Reproduce the material verbatim from the line with "Detect rhea in this scene." up to and including the line with "[528,200,558,249]".

───── RAW RECORDS

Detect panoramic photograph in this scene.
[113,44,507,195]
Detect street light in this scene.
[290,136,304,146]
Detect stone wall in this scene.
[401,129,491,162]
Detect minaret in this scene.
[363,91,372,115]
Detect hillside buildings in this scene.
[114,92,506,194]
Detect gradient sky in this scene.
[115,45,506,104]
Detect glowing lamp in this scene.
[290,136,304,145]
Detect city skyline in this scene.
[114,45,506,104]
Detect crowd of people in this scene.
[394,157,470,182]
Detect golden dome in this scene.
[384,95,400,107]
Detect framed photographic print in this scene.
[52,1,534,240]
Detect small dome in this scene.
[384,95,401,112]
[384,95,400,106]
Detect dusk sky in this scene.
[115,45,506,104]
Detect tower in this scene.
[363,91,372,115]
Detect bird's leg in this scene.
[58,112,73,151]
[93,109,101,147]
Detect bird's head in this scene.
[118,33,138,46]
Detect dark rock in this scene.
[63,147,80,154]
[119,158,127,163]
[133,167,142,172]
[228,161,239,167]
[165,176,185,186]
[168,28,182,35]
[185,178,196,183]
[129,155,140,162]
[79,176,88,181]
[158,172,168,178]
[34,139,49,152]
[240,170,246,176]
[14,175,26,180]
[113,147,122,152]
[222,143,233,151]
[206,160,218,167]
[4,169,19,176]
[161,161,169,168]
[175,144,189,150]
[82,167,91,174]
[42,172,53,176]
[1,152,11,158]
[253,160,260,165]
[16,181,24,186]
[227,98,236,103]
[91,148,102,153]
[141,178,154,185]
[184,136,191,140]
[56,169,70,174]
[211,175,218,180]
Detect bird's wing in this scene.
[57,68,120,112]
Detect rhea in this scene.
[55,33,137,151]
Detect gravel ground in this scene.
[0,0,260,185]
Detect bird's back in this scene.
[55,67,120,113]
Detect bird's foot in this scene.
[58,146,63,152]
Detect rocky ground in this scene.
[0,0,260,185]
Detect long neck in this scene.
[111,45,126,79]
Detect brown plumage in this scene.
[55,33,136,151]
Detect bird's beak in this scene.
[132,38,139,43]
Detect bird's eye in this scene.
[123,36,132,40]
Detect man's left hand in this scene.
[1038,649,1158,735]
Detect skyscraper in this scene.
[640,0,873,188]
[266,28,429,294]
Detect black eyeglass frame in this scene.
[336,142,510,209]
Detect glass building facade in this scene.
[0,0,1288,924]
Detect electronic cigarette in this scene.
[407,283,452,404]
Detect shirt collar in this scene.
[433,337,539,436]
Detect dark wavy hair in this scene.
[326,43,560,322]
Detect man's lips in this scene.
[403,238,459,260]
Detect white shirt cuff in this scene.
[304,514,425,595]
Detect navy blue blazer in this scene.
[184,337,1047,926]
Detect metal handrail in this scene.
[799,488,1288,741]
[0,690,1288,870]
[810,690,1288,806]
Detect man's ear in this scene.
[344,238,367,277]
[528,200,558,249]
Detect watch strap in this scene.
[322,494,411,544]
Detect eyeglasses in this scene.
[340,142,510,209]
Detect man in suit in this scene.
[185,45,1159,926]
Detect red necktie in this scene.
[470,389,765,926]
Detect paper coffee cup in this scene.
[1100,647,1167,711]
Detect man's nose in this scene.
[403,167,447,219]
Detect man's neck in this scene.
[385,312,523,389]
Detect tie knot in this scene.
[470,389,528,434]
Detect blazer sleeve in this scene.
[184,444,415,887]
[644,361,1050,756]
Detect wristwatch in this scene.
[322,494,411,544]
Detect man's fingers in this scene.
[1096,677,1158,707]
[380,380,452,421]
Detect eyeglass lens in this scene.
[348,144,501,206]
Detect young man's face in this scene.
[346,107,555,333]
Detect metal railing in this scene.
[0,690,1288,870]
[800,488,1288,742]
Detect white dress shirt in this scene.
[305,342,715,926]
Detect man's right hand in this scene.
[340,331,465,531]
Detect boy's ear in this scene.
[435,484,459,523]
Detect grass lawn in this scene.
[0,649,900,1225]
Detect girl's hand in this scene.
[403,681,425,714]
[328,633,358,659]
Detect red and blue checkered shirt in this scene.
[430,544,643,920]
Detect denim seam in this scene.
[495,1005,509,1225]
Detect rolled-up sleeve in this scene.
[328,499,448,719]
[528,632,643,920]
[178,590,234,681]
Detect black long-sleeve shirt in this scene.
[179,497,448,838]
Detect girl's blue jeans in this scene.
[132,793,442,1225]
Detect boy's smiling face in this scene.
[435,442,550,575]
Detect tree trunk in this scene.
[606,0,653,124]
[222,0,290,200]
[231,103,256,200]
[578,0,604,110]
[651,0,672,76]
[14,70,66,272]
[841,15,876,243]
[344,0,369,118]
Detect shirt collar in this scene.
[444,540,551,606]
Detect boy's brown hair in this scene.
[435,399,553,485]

──────────
───── RAW RECORDS

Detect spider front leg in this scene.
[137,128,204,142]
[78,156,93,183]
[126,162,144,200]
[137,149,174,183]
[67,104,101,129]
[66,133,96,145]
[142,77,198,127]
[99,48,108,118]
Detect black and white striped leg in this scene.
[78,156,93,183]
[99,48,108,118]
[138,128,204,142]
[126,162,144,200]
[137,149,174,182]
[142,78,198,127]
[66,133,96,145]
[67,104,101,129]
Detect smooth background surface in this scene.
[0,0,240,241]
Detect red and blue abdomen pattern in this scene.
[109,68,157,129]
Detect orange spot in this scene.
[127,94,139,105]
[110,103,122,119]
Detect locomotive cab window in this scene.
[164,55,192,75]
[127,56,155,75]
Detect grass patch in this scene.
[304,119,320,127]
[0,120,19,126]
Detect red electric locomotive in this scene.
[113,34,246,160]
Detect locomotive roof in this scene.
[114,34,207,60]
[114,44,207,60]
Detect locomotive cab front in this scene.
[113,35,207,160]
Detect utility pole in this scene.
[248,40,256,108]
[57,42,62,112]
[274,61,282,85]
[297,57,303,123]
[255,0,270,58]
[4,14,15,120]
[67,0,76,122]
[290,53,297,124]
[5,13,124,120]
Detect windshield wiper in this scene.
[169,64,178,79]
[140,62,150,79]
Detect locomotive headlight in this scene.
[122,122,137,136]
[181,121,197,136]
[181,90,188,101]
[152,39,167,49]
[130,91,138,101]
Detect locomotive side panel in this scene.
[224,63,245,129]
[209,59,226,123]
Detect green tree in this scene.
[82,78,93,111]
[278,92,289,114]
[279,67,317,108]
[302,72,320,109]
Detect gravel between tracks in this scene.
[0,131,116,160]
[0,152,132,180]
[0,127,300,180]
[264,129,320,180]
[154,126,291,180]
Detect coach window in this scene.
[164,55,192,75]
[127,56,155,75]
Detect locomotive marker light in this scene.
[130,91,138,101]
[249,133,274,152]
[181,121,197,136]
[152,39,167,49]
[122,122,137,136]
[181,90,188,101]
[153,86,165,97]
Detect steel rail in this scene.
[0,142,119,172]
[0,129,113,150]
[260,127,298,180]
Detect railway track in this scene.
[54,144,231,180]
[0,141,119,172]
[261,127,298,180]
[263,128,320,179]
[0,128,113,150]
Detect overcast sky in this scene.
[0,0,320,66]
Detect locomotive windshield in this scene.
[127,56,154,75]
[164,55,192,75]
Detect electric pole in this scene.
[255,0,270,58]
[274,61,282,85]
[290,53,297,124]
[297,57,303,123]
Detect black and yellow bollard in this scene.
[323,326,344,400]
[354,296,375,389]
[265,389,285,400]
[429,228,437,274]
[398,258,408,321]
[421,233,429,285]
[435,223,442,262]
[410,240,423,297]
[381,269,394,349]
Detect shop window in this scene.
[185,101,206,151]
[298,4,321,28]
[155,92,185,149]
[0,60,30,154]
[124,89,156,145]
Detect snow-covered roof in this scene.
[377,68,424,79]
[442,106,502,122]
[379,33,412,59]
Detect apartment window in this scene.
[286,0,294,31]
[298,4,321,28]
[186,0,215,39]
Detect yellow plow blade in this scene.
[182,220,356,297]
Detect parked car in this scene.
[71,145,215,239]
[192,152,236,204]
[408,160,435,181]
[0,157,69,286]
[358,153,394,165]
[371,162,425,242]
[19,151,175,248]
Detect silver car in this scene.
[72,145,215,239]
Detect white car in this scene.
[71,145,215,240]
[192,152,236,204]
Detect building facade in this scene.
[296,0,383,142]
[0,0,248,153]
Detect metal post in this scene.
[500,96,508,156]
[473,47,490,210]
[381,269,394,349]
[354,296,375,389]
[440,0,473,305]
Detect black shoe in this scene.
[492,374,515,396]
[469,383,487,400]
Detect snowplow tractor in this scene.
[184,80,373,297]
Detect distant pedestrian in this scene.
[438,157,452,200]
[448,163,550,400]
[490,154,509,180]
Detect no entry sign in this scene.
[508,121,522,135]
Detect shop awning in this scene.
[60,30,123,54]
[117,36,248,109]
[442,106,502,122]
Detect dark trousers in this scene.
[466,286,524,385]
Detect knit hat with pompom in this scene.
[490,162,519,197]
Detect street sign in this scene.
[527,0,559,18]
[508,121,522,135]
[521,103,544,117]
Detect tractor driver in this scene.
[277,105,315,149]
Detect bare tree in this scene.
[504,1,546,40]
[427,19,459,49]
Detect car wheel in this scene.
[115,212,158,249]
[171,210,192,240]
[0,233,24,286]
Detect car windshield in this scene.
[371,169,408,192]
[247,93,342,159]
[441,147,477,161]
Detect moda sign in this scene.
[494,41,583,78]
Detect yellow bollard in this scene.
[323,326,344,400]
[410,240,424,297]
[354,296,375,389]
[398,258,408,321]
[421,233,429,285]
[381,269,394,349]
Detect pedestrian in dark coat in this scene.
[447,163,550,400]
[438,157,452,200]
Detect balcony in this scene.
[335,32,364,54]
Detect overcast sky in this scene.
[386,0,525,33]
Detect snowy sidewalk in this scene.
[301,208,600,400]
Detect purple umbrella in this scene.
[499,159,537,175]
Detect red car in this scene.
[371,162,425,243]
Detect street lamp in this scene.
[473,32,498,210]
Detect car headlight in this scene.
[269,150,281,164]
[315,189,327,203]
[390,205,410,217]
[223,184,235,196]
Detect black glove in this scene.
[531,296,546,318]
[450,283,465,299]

──────────

RESPONSE:
Detect rhea in this scene.
[55,33,137,151]
Detect gravel ground in this scene.
[0,0,260,185]
Detect bird's back in this scene.
[55,67,120,113]
Detect bird's foot in this scene.
[58,146,63,152]
Detect rocky ground in this scene.
[0,0,260,185]
Detect long neck in this scene.
[111,45,126,79]
Detect brown plumage in this scene.
[55,33,136,151]
Detect bird's beak in this scene.
[132,38,139,43]
Detect bird's eye in this scene.
[123,36,132,40]
Detect man's left hand in this scene.
[1038,649,1158,735]
Detect skyscraper in this scene.
[640,0,873,188]
[266,28,429,294]
Detect black eyeglass frame in this scene.
[336,142,510,209]
Detect glass building facade in this scene.
[0,0,1288,924]
Detect electronic cigarette in this scene.
[407,283,452,404]
Detect shirt collar in this scene.
[433,337,539,436]
Detect dark wavy hair in this scene.
[326,43,560,322]
Detect man's lips in this scene.
[403,238,459,260]
Detect white shirt cuff in this scene.
[304,514,425,595]
Detect navy blue blazer in this scene.
[184,337,1047,926]
Detect metal handrail in this scene.
[799,488,1288,741]
[0,690,1288,870]
[810,690,1288,806]
Detect man's ear in this scene.
[344,238,367,277]
[528,200,558,249]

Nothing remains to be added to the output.